Written problem A: Please restate everything from "Egg-carton flowers:  Cut" down to "a home-made pot." in the craft-ideas passage, switching "pipe cleaner" to "wooden skewer".
Written problem B: According to the craft-ideas passage, which kind of egg carton works best for the egg-carton flowers?
# START OF Extract provided
I love this idea and wish I'd thought about it when I was in high school.  In fact, I've been trying to think of how to start an art group for adults in my neighborhood, so I might steal some of the great ideas posted here.  If you are thinking about using craft to do some good, there are some really simple, green, fun projects that you could do in a volunteer setting with children or the elderly:

Egg-carton flowers:  Cut up the individual egg cups from a washed egg carton, the foam ones work best.  Punch a hole in the bottom of each cup.  String a pipe cleaner through the hole, and decorate the egg cup to look like a flower using paint, Sharpee markers, stickers, glitter, fabric, ribbon, or whatever else your heart desires.  You can enlist people of all ages and abilities to help decorate.  The individual flowers are lovely or you can put a few in a boquet for a real creative pop! You can also "plant" these flowers in a home-made pot.
# END OF Extract provided
# START OF Collected material
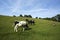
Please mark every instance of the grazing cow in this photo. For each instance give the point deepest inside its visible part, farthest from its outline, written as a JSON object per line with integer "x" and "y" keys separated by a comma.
{"x": 22, "y": 24}
{"x": 30, "y": 21}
# END OF Collected material
Exercise answer A:
Egg-carton flowers:  Cut up the individual egg cups from a washed egg carton, the foam ones work best.  Punch a hole in the bottom of each cup.  String a wooden skewer through the hole, and decorate the egg cup to look like a flower using paint, Sharpee markers, stickers, glitter, fabric, ribbon, or whatever else your heart desires.  You can enlist people of all ages and abilities to help decorate.  The individual flowers are lovely or you can put a few in a boquet for a real creative pop! You can also "plant" these flowers in a home-made pot.

Exercise answer B: The foam ones.